Supplied data:
Begin

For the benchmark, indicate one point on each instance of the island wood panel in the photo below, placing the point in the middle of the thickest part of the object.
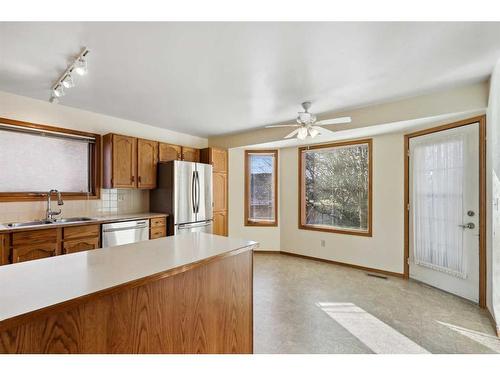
(206, 309)
(168, 152)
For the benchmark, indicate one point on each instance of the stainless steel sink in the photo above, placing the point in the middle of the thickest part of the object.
(45, 222)
(73, 219)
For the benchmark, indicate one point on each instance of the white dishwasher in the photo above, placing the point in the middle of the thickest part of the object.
(125, 232)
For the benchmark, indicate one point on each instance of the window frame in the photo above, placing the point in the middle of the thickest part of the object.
(254, 223)
(301, 181)
(94, 166)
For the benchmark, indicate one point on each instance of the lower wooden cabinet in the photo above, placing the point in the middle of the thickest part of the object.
(83, 244)
(220, 223)
(37, 251)
(158, 227)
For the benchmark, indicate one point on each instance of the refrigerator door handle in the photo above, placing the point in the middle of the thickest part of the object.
(198, 194)
(193, 191)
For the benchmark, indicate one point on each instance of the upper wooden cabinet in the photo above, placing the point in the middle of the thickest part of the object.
(190, 154)
(147, 159)
(129, 162)
(119, 161)
(169, 152)
(215, 156)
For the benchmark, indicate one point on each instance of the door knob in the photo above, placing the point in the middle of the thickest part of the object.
(467, 226)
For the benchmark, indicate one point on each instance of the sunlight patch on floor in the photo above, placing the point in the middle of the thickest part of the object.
(375, 334)
(489, 341)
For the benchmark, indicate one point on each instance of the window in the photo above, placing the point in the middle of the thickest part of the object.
(37, 158)
(261, 187)
(335, 187)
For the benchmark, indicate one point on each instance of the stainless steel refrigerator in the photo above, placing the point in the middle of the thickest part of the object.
(184, 192)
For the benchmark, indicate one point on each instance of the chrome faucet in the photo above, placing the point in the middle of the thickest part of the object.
(49, 213)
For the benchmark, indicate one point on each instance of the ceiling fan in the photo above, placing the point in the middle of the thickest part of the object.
(307, 126)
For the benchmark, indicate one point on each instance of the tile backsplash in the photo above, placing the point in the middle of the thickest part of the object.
(113, 201)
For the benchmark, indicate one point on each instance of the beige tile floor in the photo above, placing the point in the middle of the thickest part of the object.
(306, 306)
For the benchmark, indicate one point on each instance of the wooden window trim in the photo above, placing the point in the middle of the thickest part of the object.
(253, 223)
(302, 210)
(95, 163)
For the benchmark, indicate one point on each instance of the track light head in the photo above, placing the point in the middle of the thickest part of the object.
(81, 66)
(68, 82)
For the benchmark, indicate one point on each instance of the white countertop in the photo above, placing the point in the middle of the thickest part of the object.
(29, 286)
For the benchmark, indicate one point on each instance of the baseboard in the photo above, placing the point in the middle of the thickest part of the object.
(367, 269)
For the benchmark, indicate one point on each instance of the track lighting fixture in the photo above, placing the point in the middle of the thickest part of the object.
(66, 80)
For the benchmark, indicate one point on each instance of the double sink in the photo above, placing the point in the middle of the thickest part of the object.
(45, 222)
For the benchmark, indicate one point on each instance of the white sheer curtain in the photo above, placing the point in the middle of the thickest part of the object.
(437, 200)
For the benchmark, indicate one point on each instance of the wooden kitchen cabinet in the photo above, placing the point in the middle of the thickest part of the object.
(158, 227)
(4, 249)
(81, 238)
(82, 244)
(190, 154)
(119, 161)
(35, 244)
(147, 160)
(218, 158)
(168, 152)
(129, 162)
(220, 223)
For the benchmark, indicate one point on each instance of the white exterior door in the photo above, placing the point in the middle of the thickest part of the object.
(444, 210)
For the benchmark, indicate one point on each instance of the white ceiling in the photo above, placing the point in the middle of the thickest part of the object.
(213, 78)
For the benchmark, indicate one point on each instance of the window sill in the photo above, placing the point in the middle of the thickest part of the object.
(367, 233)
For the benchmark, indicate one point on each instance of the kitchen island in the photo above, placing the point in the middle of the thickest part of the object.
(190, 293)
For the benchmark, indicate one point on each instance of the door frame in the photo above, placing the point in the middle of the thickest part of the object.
(482, 196)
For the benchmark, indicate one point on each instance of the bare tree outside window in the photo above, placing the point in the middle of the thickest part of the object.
(335, 183)
(261, 187)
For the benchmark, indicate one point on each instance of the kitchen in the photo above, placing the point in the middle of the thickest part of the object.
(185, 188)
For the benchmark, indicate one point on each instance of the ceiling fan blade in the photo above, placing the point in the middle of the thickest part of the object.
(332, 121)
(321, 130)
(281, 126)
(292, 134)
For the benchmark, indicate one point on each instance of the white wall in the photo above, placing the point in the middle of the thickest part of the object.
(22, 108)
(493, 196)
(384, 250)
(268, 237)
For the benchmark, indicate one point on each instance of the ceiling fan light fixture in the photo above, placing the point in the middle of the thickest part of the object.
(302, 133)
(313, 132)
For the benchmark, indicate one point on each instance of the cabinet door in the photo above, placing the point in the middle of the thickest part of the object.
(147, 158)
(82, 244)
(220, 191)
(4, 249)
(170, 152)
(190, 154)
(220, 223)
(124, 161)
(219, 160)
(32, 252)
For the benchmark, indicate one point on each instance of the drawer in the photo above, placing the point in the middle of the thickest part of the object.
(34, 251)
(83, 244)
(82, 231)
(157, 233)
(34, 236)
(158, 222)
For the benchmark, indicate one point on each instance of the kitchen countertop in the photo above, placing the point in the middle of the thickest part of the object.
(95, 220)
(34, 286)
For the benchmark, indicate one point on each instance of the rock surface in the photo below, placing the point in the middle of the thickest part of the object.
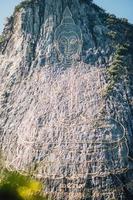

End

Request: Write out again every line from the one containing "of the drawer" through the end of the lines, adding 143 to each number in the point coordinates. Keep all other lines unchanged, and leave the pictures out.

Solved problem:
For the benchmark, indicate one point on each instance of the drawer in the photo above, placing the point in the middle of the thickest part of the object.
(177, 394)
(226, 387)
(225, 374)
(300, 376)
(177, 379)
(301, 365)
For the benchmark, indicate one point on each instance of the kitchen countertop in the photo above, placing the point in the middle of the thickest part of the object.
(238, 363)
(177, 429)
For the benchmark, indicate one point on each instance of the rock surface in the photo below, placing the point in the middle of the thickest part of the object.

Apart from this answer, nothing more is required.